> [PROBLEM DETAILS]:
Exactly the lines from the start of the entries through the line with "box: [60, 32, 72, 43]" are required in the output, with no pictures among them.

Records from a data collection:
• • • • • • •
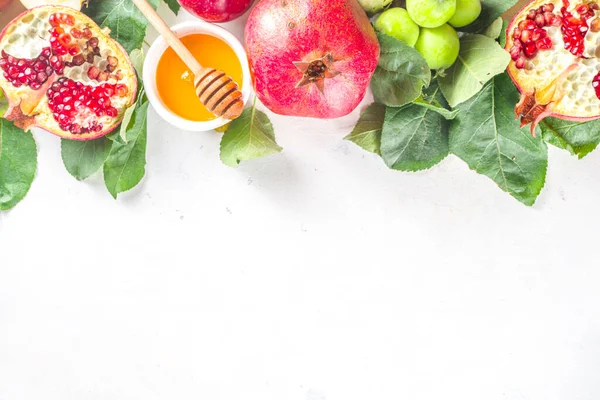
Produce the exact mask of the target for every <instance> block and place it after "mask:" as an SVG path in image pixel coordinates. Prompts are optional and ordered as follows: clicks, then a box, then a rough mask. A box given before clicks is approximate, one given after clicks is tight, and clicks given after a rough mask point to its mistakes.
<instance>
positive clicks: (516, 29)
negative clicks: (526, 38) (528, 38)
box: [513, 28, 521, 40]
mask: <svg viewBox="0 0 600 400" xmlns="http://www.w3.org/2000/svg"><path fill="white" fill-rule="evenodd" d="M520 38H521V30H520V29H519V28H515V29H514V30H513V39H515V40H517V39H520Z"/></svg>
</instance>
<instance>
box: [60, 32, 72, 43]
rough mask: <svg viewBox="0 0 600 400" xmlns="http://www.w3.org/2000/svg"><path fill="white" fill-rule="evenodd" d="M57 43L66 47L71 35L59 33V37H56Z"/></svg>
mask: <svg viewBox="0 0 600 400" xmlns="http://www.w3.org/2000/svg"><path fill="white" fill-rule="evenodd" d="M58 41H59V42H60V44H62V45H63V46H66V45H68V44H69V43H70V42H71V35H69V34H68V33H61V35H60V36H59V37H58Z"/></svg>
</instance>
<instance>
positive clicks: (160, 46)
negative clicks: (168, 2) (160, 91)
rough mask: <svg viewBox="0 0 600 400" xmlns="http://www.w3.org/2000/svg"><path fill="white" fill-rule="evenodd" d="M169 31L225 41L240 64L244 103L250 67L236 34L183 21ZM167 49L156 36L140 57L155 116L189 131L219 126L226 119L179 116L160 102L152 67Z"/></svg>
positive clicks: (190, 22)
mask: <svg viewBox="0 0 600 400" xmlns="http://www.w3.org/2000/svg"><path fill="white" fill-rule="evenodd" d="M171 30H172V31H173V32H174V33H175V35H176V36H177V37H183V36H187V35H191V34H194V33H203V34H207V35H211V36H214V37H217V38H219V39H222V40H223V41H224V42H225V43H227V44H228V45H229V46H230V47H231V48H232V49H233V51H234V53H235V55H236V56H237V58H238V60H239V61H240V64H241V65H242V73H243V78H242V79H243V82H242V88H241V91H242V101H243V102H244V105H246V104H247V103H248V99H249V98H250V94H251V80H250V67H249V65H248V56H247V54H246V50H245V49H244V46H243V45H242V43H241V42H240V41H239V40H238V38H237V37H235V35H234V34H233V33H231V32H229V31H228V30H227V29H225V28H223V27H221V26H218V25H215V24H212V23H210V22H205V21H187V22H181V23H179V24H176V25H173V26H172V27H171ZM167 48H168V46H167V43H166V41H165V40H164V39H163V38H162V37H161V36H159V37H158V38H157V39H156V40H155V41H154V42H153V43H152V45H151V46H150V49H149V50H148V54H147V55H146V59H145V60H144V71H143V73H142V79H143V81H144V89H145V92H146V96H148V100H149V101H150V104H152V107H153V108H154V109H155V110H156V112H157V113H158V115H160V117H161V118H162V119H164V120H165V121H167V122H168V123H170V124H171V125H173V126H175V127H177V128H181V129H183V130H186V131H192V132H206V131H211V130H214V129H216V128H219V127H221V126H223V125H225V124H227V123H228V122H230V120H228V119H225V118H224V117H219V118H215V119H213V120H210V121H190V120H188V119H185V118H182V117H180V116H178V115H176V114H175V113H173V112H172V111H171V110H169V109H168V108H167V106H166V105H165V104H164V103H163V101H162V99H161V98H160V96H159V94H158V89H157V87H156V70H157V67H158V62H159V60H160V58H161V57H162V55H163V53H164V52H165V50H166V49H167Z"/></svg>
• • • • • • •
> [FINISHED TASK]:
Produce the exact mask of the target for every <instance> block and place it after "mask:" as an SVG path in image pixel coordinates. Prompts are optional and ordered as follows: clicks, then a box, then a rough mask. A box given before clicks is approximate, one given after clicks is tight, and clicks given after a rough mask point to its mistakes.
<instance>
positive clicks: (516, 29)
negative clicks: (526, 38) (528, 38)
box: [513, 28, 521, 40]
mask: <svg viewBox="0 0 600 400" xmlns="http://www.w3.org/2000/svg"><path fill="white" fill-rule="evenodd" d="M520 38H521V30H520V29H519V28H515V29H514V30H513V39H515V40H517V39H520Z"/></svg>
</instance>
<instance>
box: [60, 32, 72, 43]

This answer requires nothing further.